Sustainability and Character Depth: My Issue With Jason Todd

I don’t hate Jason. For a while, he was even one of my favourite members of the Batfamily. But then…I came to realize that I was loving him more for his potential as a character than anything, because he’s so inconsistently written. Much of what fandom loves about Jason has little to no basis in canon. It’s great that fandom has made him into a more interesting and three dimensional character, but that doesn’t mean it exists in the canon version of him. And when I look at the canon version of him…well, he just doesn’t actually have much of his own.

I wrote a post a while back about the issue with the Robin mantle, where I discussed how the Batfamily is collapsing under its own weight. And I think if you exclude characters like Harper Row and Duke Thomas to focus on what’s usually considered the “core” Batfamily, it’s most obvious with Jason, to the point of being actually glaring. Sure, Jason has largely grown out of being the Dick clone who even had his same backstory that he was pre-Crisis, but for a long time, everything he got was Dick’s castoffs. He doesn’t even really have a generation of his own – in the very brief period during which he worked with the Titans, he was there as Dick’s younger brother, because that was the original team that Dick had founded. In the first Red Hood and the Outlaws, he was partnered with Roy and Kory – again, Dick’s friends, not his own. And in order to make that work – to the limited extent that it did – DC had to take two characters, both with much more history of their own than Jason and tear apart all their characterization. The end result? No one except Jason fans was happy.

Nowadays, Bruce’s thing for adopting every kid he meets is a fandom joke. But I think it’s important to remember how that started – he got lonely and missed Dick so he brought home Jason. It was only after forty years of contentment with his one kid that he felt the need to adopt another, and that was only because his one kid had left home. Contrary to what fandom would have you believe, Bruce does have some element of self control. He’s met plenty of kids without feeling the need to take them home. Dick was different because of how much he saw himself in him. The only reason the Batfamily as we know it exists is because DC realized Dick was too good and too popular a character to remain Bruce’s sidekick forever, but still wanted to preserve the Batman and Robin dynamic in some form. That form was Jason. Jason was literally Dick’s replacement, both in and out of universe. His issues stemming from that are so hugely important to his character that when he moves past it…where does he even go? You could argue that Dick had a similar issue, with a large chunk of his character revolving around his need to move out of Bruce’s shadow, but he also had plenty of other stuff going on so that he could become his own hero and still have stories worth telling, even though a number of writers do go back to that tired idea of him struggling to live up to Bruce. Jason, not really so much. He’s too heavily defined by two stories.

__LISTED ENTRIES__
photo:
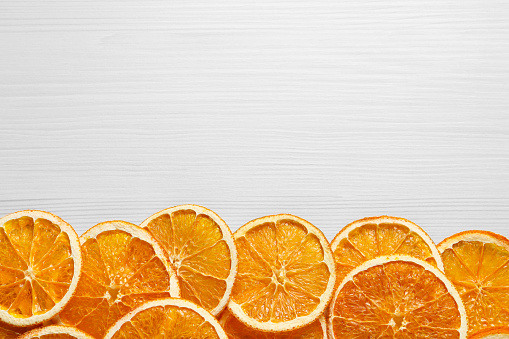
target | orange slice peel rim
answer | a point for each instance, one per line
(168, 302)
(55, 329)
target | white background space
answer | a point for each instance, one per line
(329, 110)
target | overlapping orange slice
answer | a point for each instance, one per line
(123, 266)
(40, 264)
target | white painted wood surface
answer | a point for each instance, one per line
(330, 110)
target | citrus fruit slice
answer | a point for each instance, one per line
(56, 332)
(368, 238)
(123, 266)
(396, 296)
(40, 263)
(492, 333)
(200, 245)
(477, 263)
(167, 318)
(286, 273)
(236, 330)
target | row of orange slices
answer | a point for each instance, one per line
(183, 274)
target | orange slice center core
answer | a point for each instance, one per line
(113, 294)
(279, 276)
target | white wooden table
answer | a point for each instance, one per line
(330, 110)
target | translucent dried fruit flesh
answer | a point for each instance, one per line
(282, 274)
(376, 239)
(194, 244)
(169, 321)
(35, 256)
(55, 336)
(119, 273)
(480, 273)
(395, 299)
(237, 330)
(7, 333)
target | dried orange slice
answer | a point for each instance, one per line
(167, 318)
(492, 333)
(477, 263)
(237, 330)
(200, 245)
(56, 332)
(368, 238)
(40, 263)
(396, 296)
(123, 266)
(286, 273)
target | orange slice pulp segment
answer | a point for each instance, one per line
(368, 238)
(123, 266)
(200, 245)
(286, 273)
(396, 297)
(477, 263)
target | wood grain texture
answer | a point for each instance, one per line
(330, 110)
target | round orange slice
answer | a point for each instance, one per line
(40, 264)
(286, 273)
(492, 333)
(368, 238)
(56, 332)
(477, 263)
(237, 330)
(396, 296)
(167, 318)
(200, 245)
(123, 266)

__WHAT YOU SHOULD DO__
Please answer these questions using the essay on Jason Todd:
(a) Which two characters does the writer set aside to focus on the "core" Batfamily?
(b) In the first Red Hood and the Outlaws, who was Jason partnered with?
(c) What led Bruce to bring Jason home?

__ANSWER TO THIS PROBLEM__
(a) Harper Row and Duke Thomas.
(b) Roy and Kory.
(c) He got lonely and missed Dick.